▶ _DIRECTIVE_:
In all of the data below, replace "every instance" with "each occurrence" and leave everything else unchanged.

▶ _INFORMATION SUPPLIED_:
——————

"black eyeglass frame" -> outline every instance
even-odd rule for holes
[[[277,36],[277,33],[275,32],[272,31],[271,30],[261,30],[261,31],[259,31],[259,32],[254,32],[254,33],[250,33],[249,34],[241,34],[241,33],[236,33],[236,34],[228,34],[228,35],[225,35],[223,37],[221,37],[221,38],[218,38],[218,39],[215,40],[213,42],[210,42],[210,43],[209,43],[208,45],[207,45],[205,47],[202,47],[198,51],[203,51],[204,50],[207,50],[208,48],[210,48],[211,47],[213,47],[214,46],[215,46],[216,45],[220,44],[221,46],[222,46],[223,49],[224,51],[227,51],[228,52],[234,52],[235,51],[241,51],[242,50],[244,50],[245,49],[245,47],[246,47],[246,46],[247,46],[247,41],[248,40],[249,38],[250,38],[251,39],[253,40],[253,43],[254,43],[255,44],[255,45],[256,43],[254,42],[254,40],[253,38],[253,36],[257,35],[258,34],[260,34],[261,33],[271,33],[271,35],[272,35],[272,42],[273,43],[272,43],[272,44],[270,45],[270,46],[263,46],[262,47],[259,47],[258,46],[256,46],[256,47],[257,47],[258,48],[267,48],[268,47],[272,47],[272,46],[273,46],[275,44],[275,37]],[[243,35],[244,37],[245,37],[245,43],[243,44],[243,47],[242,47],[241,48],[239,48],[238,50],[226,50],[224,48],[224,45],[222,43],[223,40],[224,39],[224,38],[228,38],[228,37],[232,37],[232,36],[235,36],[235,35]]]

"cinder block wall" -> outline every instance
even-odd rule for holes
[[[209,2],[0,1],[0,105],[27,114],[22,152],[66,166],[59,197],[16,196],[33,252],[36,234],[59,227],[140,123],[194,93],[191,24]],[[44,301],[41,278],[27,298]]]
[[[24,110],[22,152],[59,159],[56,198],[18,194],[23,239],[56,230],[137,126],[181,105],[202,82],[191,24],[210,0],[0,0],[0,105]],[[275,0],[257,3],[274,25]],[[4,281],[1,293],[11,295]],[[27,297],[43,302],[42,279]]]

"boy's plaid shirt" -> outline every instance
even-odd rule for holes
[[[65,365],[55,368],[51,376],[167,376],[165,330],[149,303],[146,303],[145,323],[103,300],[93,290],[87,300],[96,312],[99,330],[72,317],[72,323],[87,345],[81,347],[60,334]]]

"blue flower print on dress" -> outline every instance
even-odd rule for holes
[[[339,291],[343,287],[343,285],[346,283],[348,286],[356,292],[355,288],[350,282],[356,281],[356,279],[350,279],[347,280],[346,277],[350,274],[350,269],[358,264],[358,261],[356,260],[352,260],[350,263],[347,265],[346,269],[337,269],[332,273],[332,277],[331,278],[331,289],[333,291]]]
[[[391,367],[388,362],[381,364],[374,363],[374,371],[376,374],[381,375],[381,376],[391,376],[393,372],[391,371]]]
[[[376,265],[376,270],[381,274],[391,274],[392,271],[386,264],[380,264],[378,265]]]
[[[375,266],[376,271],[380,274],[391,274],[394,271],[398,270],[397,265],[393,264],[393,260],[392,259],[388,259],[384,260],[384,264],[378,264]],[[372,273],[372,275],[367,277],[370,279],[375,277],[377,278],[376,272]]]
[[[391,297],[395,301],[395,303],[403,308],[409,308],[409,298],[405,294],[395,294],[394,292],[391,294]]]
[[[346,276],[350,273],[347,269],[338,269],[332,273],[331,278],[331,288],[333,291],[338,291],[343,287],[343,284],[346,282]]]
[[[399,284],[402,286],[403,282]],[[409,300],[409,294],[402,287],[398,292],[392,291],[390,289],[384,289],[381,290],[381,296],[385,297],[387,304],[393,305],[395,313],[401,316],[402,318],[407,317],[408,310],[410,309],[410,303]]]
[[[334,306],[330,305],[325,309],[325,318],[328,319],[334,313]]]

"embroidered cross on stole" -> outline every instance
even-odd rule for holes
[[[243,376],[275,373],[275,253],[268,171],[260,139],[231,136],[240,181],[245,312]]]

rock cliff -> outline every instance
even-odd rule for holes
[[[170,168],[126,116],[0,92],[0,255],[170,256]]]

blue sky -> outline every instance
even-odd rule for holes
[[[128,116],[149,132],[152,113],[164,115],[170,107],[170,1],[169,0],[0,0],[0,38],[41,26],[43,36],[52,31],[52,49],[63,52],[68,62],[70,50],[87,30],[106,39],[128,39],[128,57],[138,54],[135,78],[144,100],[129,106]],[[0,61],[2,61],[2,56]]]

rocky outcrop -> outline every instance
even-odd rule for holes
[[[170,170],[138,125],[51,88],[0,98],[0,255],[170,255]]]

——————

▶ _SOLUTION BELOW_:
"black eyeglass frame" -> outline each occurrence
even-odd rule for holes
[[[277,36],[277,33],[275,32],[272,31],[271,30],[261,30],[261,31],[259,31],[259,32],[254,32],[254,33],[250,33],[249,34],[241,34],[241,33],[236,33],[236,34],[228,34],[228,35],[225,35],[223,37],[221,37],[221,38],[218,38],[218,39],[215,40],[213,42],[210,42],[210,43],[209,43],[208,45],[207,45],[205,47],[202,47],[198,51],[203,51],[204,50],[207,50],[208,48],[210,48],[211,47],[213,47],[214,46],[215,46],[216,45],[220,44],[221,46],[222,46],[223,49],[224,51],[227,51],[228,52],[234,52],[235,51],[241,51],[242,50],[244,50],[245,49],[245,47],[246,47],[246,46],[247,46],[247,41],[248,40],[249,38],[250,38],[251,39],[253,40],[253,43],[254,43],[255,44],[255,45],[256,43],[254,42],[254,40],[253,38],[253,36],[257,35],[258,34],[260,34],[261,33],[271,33],[271,35],[272,35],[272,42],[273,43],[272,43],[272,44],[270,45],[270,46],[263,46],[262,47],[259,47],[258,46],[256,46],[256,47],[257,47],[258,48],[267,48],[268,47],[272,47],[272,46],[273,46],[275,44],[275,37]],[[243,35],[244,37],[245,37],[245,43],[243,44],[243,47],[242,47],[241,48],[239,48],[238,50],[226,50],[224,48],[224,45],[222,43],[223,40],[224,39],[224,38],[228,38],[228,37],[232,37],[232,36],[235,36],[235,35]]]

"cinder block wall" -> outline each occurrence
even-odd rule for holes
[[[209,2],[0,1],[0,105],[27,114],[22,152],[66,166],[59,197],[16,196],[33,252],[36,234],[59,227],[140,123],[194,93],[191,24]],[[44,301],[41,278],[27,298]]]
[[[24,110],[22,152],[59,159],[56,198],[18,194],[23,239],[56,230],[137,126],[181,105],[202,82],[191,24],[210,0],[0,0],[0,105]],[[275,0],[257,3],[274,25]],[[4,281],[1,293],[11,295]],[[27,297],[43,302],[42,279]]]

"boy's plaid shirt" -> outline each occurrence
even-odd rule for holes
[[[65,365],[55,368],[51,376],[167,376],[165,330],[149,303],[146,303],[145,323],[103,300],[93,290],[87,300],[96,312],[99,330],[72,317],[72,323],[87,345],[81,347],[60,334]]]

"blue flower print on dress" -> outline each occurrence
even-odd rule for holes
[[[339,291],[343,287],[343,285],[346,283],[348,286],[356,292],[355,288],[350,282],[356,281],[356,279],[350,279],[347,280],[346,277],[350,274],[350,269],[358,264],[358,261],[356,260],[352,260],[350,263],[347,265],[346,269],[337,269],[332,273],[332,277],[331,278],[331,289],[333,291]]]
[[[391,367],[388,362],[381,364],[374,363],[374,371],[376,374],[381,375],[381,376],[391,376],[393,372],[391,371]]]
[[[376,265],[376,270],[381,274],[391,274],[392,271],[386,264],[380,264],[378,265]]]
[[[375,266],[376,271],[380,274],[391,274],[394,271],[398,270],[397,265],[393,264],[393,260],[392,259],[388,259],[384,260],[384,264],[378,264]],[[372,273],[372,275],[367,277],[370,279],[375,277],[377,278],[376,272]]]
[[[391,297],[395,301],[395,303],[403,308],[409,308],[409,298],[405,294],[395,294],[394,292],[391,294]]]
[[[346,276],[350,273],[347,269],[338,269],[332,273],[331,278],[331,288],[333,291],[338,291],[343,287],[343,284],[346,282]]]
[[[399,284],[402,286],[403,282]],[[409,300],[409,294],[402,287],[398,292],[392,291],[390,289],[384,289],[381,290],[381,296],[385,297],[387,304],[393,305],[395,313],[401,316],[402,318],[407,317],[408,310],[410,309],[410,303]]]
[[[334,306],[330,305],[325,309],[325,318],[328,319],[334,313]]]

"embroidered cross on stole" -> outline each occurrence
even-odd rule for holes
[[[243,376],[275,373],[275,253],[268,171],[260,139],[231,136],[240,181],[245,312]]]

rock cliff -> outline each occurrence
even-odd rule for holes
[[[170,168],[126,116],[0,92],[0,255],[170,256]]]

blue sky -> outline each occurrence
even-odd rule for holes
[[[128,116],[149,132],[152,113],[164,115],[170,107],[170,1],[169,0],[0,0],[0,38],[41,26],[43,36],[52,31],[52,49],[63,52],[68,62],[70,50],[87,30],[106,39],[128,39],[128,57],[138,54],[135,78],[144,100],[129,106]],[[0,61],[2,61],[2,56]]]

rocky outcrop -> outline each occurrence
even-odd rule for holes
[[[170,170],[138,125],[51,88],[0,98],[0,255],[170,255]]]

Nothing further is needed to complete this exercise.